▶ [WHAT YOU WILL DO]: Report every line of the records that contains the word "order".

▶ [RECORDS SHOWN]:
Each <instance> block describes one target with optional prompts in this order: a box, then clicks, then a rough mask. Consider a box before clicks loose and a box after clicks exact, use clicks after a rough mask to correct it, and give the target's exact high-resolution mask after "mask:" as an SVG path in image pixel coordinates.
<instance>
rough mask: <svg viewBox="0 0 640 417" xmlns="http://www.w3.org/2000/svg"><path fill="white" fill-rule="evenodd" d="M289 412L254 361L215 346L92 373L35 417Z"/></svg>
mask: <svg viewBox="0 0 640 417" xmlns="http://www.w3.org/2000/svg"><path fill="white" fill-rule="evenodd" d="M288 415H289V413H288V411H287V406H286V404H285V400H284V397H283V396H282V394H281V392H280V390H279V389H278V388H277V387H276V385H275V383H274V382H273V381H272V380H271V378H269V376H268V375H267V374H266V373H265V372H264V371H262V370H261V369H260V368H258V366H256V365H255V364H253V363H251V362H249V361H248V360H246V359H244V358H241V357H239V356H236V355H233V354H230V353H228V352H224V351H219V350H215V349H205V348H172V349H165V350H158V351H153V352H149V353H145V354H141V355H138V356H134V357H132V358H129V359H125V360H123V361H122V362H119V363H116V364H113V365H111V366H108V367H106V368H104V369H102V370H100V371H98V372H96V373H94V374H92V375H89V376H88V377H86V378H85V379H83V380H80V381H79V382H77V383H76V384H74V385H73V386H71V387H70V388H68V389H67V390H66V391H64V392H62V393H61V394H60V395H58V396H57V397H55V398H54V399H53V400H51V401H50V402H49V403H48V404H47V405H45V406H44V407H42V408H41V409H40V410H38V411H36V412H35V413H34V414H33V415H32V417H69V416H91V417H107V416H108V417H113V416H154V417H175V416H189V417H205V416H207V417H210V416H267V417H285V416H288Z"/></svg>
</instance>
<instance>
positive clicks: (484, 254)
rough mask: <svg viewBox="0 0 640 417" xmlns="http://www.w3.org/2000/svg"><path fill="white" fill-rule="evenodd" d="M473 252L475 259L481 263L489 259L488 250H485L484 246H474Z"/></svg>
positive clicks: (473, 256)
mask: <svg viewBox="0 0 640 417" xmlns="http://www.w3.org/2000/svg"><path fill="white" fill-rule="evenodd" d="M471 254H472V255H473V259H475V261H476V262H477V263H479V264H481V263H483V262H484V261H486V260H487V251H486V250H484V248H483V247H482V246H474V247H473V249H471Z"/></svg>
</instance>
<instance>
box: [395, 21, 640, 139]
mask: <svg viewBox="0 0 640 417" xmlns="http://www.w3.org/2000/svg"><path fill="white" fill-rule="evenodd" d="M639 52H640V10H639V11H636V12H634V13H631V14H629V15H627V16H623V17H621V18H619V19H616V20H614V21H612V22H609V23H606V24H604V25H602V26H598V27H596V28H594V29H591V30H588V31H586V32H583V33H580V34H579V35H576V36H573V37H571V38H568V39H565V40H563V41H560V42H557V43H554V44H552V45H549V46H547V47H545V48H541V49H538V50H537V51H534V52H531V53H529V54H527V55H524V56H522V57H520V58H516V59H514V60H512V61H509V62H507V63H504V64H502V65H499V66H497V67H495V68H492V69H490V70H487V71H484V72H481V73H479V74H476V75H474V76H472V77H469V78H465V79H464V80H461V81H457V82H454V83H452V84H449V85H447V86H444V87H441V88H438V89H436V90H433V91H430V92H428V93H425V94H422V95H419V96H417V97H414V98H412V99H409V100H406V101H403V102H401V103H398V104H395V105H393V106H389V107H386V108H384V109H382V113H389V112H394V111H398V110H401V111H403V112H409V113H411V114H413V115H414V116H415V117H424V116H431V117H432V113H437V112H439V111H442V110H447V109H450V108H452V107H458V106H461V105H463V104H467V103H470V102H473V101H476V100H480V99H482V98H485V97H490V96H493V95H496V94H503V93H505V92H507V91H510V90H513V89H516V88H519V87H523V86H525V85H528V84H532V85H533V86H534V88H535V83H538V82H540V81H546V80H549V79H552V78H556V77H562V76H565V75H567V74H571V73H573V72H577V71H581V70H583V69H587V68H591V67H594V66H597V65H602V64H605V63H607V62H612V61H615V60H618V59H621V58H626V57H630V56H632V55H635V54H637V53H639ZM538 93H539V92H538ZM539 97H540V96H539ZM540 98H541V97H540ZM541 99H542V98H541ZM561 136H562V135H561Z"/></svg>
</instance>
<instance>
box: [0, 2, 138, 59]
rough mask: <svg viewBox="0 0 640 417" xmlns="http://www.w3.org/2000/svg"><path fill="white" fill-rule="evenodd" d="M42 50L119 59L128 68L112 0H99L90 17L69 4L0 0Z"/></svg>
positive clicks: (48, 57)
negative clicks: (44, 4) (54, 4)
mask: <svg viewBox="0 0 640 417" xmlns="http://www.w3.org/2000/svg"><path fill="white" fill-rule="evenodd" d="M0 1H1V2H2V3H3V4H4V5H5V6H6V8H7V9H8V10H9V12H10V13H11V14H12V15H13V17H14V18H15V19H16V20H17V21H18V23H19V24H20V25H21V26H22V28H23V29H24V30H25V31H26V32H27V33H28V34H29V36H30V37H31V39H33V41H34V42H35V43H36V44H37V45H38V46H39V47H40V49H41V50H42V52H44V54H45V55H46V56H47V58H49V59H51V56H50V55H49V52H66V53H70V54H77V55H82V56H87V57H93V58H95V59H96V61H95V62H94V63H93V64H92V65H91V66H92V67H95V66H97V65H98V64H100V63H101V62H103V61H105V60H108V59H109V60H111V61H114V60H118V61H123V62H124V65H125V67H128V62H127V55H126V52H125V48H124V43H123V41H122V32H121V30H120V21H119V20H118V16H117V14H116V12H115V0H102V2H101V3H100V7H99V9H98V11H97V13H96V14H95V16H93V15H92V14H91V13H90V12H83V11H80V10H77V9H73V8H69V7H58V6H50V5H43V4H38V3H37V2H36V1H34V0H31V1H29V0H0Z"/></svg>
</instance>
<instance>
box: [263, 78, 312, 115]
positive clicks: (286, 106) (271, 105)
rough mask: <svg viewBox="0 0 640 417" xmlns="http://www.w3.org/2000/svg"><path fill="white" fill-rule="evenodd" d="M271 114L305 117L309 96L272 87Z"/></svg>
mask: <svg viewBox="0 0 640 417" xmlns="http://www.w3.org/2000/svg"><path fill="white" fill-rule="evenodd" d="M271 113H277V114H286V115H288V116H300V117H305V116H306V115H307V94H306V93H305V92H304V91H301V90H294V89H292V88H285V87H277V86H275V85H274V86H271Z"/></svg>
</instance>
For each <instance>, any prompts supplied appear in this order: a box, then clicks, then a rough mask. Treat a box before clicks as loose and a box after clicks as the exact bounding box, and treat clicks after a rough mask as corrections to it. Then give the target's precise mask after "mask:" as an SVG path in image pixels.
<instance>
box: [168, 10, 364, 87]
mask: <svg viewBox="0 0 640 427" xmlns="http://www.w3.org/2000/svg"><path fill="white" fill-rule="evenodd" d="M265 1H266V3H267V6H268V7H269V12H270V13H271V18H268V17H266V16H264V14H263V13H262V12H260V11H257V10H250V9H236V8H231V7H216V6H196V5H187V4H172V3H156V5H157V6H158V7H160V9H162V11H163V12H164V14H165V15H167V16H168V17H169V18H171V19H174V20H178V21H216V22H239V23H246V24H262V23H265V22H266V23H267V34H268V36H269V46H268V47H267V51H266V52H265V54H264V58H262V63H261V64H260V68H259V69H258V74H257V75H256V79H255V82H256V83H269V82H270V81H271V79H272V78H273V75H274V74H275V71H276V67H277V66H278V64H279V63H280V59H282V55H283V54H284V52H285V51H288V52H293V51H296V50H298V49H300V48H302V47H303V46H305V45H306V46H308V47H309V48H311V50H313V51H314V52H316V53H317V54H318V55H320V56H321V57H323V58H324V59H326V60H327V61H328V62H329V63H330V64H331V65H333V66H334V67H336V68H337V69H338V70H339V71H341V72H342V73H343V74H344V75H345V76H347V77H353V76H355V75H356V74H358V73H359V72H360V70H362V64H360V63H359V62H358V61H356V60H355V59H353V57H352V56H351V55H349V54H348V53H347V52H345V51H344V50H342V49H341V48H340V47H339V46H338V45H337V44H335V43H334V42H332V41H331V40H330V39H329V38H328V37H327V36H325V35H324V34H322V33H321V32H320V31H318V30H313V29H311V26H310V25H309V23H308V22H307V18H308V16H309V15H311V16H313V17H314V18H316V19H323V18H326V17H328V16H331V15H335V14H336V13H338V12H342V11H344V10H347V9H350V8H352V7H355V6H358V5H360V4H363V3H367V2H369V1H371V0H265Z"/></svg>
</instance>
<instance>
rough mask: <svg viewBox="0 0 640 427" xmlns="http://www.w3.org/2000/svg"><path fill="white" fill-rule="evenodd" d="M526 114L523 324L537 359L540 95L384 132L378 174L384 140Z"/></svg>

▶ [ANSWER TO THIS TASK]:
Each <instance> block describes one target with optional prompts in this order: a box, then clicks, then a rough mask. Consider a box before clicks loose and a box after clicks exact, use clicks after a rough mask to correct it, and give the target's exact high-resolution mask after "mask:" as an SVG path in image pixel coordinates.
For each <instance>, any prompts supplied appear in this order: a box, then clicks, then a rough mask. Treat a box before clicks as loose and a box after clicks as the exact bounding box, and treat clicks after a rough mask as corrections to it. Then give the target's precise mask after "mask:" as an SVG path in image pixels.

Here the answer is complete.